● **REQUIREMENT**:
Copy out every sentence in the post about Fiasco below that ends with a question mark.

● **SOURCE PASSAGE**:
Greetings,
I have posted this message on another "Fiasco" line here that has not been active for more than a year. I repeat it here hoping to find a reply.
I have three questions about the book.
1) Given how Lem, both in Fiasco and especially in Solaris, expounds repeatedly on the difficulty, if not the impossibility, of contact between two biologically different intelligent species, I was more than a little surprised to discover that suddenly, in the late chapters of Fiasco, the Quintans are able to send messages to the Hermes that can translate into lines of computerized text.
I thought at first this was Deus translating the Quintans' equivalent of the Hermes' "Cartoon," but this seems implausible. How do you explain this sudden unexplained breakthrough in communication?
2) Tempe's death at the end clearly mirrors his misadventure in Birnam Wood: he was excessively adventurous and wandered a little too far. However:
a) Could not his spacesuit have been equipped with some sort of device allowing for emergency communication outside the vehicle?
b) Would not the Quintans have fired back a message at the Hermes warning them that their emissary had literally "crossed the line" and they are no longer responsible for his fate?
Minor quibbles, perhaps, in an otherwise superb novel.
As for the Hermes wiping out all of Qunita, I may have misread the book, but I thought Steergard had rejected that idea and threatened instead only to take out the spaceport if Tempe did not respond.
Cheers,
Ronald Zajac,
Canada
P.S.: (to the above query re Croatia) Darko Suvin was my professor, more than a dozen years ago.

● **INFORMATION**:

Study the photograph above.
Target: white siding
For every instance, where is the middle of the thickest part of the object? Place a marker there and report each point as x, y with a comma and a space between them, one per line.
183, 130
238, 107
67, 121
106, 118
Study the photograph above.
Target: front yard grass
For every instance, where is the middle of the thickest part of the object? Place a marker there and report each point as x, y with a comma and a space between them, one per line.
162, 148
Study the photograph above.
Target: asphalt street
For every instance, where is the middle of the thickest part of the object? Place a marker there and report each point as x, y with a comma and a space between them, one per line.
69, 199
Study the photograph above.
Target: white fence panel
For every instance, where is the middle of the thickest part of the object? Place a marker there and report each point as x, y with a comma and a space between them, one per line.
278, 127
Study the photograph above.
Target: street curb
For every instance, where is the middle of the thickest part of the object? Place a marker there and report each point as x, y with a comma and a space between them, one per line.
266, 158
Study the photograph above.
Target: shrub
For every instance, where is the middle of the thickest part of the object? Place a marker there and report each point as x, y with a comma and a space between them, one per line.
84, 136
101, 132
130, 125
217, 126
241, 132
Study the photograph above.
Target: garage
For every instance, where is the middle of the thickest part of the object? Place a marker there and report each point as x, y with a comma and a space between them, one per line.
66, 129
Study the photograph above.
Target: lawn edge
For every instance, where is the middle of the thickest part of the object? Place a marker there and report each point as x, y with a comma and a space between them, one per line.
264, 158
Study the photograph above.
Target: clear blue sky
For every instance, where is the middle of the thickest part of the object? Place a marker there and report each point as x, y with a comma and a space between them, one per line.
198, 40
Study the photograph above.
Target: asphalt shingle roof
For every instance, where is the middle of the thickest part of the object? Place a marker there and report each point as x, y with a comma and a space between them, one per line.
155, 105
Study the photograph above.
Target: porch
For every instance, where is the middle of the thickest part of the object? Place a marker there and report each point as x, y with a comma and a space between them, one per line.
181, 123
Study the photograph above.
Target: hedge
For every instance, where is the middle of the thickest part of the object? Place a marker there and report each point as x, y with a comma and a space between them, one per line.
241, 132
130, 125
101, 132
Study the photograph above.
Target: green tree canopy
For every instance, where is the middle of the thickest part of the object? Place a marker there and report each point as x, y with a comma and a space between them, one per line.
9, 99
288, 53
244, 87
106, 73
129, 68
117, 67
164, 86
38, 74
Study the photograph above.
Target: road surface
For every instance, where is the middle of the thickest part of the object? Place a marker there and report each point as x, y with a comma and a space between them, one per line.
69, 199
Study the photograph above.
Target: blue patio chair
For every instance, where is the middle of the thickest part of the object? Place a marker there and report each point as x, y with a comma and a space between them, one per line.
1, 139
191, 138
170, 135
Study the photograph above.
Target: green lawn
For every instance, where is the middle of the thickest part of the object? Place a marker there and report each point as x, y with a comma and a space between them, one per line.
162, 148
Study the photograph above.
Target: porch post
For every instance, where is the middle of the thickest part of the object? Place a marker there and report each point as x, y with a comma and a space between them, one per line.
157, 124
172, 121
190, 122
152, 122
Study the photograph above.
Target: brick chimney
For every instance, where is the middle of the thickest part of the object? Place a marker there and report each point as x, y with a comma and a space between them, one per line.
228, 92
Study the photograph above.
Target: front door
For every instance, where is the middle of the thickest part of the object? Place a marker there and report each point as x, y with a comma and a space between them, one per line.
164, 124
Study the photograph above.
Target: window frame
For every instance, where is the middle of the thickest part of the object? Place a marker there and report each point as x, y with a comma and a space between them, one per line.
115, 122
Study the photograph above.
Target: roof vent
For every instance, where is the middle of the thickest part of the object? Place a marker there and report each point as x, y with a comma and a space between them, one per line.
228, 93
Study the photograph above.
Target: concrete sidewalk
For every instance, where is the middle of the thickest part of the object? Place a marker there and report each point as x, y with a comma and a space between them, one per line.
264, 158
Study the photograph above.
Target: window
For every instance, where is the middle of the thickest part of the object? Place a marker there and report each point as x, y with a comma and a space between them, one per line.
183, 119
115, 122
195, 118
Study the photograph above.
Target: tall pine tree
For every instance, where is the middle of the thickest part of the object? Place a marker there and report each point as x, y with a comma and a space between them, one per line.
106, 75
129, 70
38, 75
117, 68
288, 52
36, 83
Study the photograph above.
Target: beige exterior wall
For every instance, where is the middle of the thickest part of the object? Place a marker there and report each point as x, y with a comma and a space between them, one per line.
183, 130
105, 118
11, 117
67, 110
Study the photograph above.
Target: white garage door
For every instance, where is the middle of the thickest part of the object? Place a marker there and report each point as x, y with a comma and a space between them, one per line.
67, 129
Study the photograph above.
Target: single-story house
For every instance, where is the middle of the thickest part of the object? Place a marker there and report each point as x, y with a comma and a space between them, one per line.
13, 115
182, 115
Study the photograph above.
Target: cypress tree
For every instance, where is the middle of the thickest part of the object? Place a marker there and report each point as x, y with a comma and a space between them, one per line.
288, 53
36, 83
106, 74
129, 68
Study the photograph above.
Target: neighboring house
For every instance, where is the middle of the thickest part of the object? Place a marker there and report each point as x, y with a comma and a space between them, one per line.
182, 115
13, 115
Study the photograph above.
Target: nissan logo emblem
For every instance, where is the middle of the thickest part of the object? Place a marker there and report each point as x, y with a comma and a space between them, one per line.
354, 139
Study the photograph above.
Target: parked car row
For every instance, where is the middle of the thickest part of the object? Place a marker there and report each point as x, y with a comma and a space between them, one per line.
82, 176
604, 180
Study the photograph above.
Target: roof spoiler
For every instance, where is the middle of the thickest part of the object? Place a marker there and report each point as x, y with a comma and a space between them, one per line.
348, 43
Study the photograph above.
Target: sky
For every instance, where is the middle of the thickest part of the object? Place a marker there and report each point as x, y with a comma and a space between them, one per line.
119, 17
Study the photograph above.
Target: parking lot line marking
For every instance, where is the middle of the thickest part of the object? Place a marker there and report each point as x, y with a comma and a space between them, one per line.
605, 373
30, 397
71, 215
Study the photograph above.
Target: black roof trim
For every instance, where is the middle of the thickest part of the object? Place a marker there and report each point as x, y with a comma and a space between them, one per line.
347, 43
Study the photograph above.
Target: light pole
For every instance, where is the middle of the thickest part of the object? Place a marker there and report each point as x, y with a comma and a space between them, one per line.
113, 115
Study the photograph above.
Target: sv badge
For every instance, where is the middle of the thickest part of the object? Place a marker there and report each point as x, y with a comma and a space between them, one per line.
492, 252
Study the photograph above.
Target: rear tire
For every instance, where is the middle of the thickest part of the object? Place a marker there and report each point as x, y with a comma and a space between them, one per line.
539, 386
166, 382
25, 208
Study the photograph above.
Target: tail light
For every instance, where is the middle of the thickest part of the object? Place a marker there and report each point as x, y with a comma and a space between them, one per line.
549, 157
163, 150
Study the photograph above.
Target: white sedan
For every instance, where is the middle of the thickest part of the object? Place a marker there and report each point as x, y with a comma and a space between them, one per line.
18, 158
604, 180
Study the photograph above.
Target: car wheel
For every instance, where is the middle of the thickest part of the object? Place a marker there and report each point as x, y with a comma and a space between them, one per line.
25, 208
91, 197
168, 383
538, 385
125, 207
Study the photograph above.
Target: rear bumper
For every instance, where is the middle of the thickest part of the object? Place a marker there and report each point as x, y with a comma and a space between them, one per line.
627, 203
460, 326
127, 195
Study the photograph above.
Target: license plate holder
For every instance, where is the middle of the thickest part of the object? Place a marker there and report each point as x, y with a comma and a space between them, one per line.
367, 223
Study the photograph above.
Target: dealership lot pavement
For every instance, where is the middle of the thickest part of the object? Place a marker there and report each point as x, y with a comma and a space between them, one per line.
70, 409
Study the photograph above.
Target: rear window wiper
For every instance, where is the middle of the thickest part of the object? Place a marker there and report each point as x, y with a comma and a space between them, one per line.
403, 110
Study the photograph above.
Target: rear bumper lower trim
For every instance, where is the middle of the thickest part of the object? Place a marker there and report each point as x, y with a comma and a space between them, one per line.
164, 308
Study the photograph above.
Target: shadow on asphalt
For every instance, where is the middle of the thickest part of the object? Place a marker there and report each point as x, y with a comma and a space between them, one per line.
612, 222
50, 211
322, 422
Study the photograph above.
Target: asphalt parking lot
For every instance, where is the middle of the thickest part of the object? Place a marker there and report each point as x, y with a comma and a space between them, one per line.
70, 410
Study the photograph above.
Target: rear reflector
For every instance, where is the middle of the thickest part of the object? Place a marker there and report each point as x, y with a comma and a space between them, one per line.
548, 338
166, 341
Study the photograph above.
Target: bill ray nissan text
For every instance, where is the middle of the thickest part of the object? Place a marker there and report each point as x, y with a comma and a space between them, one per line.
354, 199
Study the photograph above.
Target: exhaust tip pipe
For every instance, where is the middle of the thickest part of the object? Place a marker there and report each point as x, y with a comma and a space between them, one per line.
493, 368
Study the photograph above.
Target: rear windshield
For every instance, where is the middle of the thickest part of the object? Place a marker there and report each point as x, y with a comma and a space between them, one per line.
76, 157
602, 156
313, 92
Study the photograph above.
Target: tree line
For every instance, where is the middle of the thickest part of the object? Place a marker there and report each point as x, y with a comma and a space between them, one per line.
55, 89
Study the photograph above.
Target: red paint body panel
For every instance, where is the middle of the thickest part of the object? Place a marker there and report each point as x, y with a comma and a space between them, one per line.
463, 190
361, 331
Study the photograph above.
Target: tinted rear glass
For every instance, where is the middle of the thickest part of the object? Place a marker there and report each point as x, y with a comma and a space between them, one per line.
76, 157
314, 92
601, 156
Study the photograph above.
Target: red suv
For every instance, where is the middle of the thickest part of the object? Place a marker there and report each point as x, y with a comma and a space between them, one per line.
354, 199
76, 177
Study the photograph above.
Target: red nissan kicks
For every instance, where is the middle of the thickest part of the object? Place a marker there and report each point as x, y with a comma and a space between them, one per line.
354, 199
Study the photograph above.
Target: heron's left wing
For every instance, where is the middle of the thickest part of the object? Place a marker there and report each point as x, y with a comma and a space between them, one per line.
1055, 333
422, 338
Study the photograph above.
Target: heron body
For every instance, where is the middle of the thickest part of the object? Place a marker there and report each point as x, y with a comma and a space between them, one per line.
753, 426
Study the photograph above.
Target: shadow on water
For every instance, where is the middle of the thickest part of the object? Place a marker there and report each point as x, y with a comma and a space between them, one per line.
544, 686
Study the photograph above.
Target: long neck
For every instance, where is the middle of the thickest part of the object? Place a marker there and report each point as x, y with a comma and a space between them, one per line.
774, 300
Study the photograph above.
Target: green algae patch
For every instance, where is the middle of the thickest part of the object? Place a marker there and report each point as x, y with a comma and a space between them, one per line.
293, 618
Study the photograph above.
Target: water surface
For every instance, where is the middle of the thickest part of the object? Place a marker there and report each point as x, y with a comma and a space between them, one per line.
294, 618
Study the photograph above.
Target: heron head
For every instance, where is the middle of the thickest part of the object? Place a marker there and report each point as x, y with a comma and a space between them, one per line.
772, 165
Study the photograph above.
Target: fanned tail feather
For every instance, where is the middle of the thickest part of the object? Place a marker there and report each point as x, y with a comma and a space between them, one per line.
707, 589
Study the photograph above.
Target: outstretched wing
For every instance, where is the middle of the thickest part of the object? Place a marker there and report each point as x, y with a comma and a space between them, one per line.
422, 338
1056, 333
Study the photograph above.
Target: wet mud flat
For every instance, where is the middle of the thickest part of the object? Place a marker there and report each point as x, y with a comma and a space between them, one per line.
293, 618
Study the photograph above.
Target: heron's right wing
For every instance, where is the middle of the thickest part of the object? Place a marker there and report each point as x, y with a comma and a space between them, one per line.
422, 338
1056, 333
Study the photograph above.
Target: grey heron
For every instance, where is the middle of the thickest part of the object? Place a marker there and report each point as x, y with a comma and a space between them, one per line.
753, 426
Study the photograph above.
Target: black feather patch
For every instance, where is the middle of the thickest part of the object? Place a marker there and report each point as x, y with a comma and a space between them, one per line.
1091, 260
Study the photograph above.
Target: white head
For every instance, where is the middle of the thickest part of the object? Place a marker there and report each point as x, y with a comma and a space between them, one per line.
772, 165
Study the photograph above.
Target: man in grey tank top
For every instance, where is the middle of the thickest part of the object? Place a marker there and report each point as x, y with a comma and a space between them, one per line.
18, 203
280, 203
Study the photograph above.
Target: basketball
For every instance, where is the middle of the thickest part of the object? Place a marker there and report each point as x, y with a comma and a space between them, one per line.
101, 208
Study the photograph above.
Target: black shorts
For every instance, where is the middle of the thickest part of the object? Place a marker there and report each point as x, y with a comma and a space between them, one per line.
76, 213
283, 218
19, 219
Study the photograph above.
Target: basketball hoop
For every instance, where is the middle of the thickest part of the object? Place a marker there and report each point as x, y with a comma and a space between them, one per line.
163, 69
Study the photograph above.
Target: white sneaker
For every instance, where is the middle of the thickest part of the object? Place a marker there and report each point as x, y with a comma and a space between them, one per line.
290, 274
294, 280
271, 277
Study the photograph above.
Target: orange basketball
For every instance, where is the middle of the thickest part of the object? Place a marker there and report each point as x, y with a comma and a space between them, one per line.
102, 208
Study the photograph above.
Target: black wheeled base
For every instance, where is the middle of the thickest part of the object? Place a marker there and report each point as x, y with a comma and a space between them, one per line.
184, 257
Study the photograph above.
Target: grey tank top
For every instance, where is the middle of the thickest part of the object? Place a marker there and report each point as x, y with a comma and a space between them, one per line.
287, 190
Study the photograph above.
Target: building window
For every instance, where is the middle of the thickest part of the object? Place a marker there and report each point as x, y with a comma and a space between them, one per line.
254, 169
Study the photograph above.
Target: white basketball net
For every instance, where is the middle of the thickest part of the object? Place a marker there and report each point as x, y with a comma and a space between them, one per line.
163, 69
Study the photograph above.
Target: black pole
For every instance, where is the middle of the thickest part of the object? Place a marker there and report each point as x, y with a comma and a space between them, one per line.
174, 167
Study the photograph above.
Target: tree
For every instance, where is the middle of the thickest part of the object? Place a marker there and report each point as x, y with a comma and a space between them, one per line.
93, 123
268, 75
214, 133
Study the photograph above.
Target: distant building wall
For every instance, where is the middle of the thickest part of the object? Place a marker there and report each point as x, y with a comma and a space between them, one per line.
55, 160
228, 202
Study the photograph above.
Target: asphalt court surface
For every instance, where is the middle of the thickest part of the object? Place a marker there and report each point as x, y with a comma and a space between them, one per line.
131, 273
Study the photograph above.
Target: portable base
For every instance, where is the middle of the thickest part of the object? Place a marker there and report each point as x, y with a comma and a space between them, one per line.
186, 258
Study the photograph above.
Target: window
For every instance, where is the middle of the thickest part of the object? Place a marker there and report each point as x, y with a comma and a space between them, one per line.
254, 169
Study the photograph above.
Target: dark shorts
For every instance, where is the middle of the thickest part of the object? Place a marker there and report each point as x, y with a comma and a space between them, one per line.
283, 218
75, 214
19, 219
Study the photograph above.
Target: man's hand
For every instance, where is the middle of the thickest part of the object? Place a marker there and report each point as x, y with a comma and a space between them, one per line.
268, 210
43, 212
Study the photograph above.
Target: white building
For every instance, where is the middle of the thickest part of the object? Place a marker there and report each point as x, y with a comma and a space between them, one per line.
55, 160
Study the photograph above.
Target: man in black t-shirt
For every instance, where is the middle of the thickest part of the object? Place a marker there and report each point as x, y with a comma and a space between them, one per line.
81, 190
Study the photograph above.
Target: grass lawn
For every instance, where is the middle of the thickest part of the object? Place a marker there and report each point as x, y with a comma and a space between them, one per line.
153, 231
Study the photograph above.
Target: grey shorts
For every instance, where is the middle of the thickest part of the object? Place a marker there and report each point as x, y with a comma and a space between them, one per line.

● **OUTPUT BELOW**:
How do you explain this sudden unexplained breakthrough in communication?
Could not his spacesuit have been equipped with some sort of device allowing for emergency communication outside the vehicle?
Would not the Quintans have fired back a message at the Hermes warning them that their emissary had literally "crossed the line" and they are no longer responsible for his fate?